Please format the data below as a JSON list of strings, one string for each line and no blank lines, starting with the first line of the data and going on through the line that contains "[221,155,254,188]".
--- BEGIN SUPPLIED MATERIAL ---
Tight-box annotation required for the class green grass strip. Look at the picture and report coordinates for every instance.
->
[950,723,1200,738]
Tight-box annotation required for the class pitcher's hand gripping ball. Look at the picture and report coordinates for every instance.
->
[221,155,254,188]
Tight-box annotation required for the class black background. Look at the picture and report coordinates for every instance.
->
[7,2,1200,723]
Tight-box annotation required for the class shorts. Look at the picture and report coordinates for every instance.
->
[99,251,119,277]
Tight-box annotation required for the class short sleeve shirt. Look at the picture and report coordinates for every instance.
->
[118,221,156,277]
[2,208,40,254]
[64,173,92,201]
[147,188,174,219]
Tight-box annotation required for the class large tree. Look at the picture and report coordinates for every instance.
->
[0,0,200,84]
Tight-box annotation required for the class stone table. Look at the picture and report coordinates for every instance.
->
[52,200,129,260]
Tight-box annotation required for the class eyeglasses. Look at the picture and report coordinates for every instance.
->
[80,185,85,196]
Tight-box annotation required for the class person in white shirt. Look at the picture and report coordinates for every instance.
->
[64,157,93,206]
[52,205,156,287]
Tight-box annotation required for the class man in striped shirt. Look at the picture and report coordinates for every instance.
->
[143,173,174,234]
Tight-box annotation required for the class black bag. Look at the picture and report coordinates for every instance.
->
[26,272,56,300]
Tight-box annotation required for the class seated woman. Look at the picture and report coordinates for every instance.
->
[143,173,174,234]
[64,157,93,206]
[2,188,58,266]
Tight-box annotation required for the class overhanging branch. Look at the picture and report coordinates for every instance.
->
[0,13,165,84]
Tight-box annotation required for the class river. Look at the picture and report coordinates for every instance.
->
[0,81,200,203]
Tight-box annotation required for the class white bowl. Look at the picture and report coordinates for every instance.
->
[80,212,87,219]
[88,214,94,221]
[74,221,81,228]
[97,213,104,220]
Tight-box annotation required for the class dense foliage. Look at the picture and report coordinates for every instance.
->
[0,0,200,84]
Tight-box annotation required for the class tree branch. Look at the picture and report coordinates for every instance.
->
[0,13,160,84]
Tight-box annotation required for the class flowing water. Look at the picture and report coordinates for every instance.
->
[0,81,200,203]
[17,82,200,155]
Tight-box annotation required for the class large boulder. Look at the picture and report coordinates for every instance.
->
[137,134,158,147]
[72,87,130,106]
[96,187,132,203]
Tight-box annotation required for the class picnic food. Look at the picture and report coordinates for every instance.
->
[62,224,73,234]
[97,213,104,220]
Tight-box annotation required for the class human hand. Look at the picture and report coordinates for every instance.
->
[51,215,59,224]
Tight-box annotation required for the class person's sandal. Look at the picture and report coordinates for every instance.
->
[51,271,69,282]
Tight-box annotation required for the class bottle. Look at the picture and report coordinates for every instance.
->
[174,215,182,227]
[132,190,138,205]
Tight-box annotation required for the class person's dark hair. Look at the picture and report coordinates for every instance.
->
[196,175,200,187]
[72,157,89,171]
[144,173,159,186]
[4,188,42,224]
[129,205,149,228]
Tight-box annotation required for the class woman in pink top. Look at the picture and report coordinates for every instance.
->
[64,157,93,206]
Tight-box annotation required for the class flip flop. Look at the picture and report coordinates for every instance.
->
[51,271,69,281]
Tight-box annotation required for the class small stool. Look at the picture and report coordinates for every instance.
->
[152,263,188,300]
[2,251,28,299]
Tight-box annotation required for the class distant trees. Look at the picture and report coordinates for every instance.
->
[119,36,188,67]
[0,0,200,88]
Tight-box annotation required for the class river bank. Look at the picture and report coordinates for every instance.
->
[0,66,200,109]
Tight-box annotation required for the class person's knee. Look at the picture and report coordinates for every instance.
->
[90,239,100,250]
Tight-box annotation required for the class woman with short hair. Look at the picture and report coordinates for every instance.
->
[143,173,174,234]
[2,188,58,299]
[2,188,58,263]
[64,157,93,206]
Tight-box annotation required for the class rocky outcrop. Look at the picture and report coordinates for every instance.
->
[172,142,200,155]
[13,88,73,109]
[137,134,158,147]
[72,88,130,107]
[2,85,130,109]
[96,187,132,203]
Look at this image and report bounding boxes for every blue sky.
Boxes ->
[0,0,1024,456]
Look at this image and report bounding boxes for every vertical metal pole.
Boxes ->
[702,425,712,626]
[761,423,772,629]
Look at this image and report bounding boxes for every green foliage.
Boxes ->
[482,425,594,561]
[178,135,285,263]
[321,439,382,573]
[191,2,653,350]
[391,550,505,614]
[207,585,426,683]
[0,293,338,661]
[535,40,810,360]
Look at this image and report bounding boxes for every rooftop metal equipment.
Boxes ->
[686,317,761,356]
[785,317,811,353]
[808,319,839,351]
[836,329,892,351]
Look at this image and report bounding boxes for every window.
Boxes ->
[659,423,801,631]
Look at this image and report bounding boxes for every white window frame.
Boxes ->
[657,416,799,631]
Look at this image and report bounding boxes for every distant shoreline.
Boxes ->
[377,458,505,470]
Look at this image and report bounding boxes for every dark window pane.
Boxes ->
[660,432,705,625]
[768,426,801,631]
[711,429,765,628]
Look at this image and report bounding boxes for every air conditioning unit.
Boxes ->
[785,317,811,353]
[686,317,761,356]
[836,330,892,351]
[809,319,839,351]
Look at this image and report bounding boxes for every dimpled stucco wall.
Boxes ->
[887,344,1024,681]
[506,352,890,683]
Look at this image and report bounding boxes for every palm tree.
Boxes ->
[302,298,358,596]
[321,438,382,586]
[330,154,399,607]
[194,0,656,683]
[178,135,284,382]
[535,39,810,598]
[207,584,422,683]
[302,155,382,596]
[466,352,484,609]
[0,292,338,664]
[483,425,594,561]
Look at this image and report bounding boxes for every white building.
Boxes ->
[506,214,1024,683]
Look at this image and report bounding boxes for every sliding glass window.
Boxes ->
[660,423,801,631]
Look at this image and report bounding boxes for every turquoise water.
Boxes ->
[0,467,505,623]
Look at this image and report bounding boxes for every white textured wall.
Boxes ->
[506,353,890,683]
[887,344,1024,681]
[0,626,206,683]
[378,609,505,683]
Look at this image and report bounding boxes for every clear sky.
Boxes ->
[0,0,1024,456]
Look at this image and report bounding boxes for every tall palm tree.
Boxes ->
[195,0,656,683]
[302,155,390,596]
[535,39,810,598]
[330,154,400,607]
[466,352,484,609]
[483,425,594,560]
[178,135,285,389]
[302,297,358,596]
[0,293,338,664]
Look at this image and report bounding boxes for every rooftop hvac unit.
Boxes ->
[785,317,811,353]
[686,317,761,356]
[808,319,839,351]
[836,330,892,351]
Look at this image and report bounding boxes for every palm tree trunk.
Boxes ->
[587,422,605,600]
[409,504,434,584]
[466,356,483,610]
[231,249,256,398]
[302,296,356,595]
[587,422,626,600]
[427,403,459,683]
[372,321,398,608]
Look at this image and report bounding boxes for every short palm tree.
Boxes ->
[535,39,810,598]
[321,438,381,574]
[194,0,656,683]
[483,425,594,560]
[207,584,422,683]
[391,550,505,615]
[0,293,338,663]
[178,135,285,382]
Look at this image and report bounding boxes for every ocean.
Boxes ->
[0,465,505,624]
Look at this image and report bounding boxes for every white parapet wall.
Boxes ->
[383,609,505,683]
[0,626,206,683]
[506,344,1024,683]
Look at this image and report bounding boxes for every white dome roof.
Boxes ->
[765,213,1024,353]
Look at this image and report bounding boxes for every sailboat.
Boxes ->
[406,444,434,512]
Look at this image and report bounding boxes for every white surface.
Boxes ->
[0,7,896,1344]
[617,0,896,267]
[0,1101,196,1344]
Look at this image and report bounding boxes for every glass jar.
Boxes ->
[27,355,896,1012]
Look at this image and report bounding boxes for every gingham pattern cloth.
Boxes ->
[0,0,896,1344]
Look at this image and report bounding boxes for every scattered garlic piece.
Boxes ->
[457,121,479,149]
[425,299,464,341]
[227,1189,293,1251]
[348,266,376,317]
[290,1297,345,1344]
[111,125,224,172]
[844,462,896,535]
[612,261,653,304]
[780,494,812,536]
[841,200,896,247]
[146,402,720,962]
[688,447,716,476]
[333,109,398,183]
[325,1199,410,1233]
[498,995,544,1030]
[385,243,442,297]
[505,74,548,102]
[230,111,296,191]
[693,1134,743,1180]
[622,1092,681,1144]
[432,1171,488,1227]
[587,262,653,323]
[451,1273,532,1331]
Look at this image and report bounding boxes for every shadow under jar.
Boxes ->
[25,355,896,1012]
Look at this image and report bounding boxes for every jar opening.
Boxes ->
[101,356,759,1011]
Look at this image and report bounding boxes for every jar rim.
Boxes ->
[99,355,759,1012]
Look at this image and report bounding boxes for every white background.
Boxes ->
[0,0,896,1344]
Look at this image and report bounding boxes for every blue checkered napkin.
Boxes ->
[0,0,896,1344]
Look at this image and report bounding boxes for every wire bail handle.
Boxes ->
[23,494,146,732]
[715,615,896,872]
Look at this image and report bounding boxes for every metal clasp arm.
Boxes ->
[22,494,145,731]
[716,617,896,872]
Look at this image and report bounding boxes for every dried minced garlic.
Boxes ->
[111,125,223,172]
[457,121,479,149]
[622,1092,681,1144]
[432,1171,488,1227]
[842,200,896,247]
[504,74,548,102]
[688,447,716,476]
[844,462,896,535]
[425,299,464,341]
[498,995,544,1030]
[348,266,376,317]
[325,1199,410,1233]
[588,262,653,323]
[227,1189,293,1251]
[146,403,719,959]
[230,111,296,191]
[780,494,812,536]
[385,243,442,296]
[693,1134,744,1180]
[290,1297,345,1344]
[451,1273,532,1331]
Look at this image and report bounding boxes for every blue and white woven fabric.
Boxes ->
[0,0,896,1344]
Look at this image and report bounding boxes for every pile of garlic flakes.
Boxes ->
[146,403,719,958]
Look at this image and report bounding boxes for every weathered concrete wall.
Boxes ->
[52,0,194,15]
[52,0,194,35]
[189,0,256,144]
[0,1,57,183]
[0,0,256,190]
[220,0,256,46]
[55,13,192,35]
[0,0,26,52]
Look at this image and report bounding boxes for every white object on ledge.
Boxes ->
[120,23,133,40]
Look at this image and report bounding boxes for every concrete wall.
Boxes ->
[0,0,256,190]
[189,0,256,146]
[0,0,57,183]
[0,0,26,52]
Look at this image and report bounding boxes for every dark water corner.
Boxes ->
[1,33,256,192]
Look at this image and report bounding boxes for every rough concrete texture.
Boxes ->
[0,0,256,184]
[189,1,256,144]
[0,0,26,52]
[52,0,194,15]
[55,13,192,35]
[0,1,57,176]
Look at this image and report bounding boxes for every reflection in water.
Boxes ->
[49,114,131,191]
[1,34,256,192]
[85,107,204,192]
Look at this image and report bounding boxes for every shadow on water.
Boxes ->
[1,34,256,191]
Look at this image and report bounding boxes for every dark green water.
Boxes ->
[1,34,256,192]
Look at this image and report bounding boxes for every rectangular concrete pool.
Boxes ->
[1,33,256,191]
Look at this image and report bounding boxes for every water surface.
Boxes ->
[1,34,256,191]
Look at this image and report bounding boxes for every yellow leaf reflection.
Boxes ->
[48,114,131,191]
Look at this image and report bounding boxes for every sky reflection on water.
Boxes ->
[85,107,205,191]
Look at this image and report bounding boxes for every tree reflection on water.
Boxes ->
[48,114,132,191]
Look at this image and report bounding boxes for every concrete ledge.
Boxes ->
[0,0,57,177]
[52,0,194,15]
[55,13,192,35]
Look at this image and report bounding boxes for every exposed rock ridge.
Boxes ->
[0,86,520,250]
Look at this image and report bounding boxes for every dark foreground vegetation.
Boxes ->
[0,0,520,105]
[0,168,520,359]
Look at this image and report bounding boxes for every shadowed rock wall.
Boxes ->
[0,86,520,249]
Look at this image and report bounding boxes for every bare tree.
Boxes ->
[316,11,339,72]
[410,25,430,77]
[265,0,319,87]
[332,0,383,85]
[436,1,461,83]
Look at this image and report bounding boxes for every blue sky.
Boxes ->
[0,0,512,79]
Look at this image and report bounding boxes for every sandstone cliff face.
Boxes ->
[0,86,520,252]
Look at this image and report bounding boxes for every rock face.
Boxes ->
--- END SUPPLIED MATERIAL ---
RESPONSE TO THIS EXERCISE:
[
  "Tight-box annotation required for the class green grass strip. Look at the picture and report coordinates for every instance.",
  "->",
  "[950,723,1200,738]",
  "Tight-box annotation required for the class pitcher's hand gripping ball. Look at the picture and report coordinates for every instance.",
  "->",
  "[221,155,254,188]"
]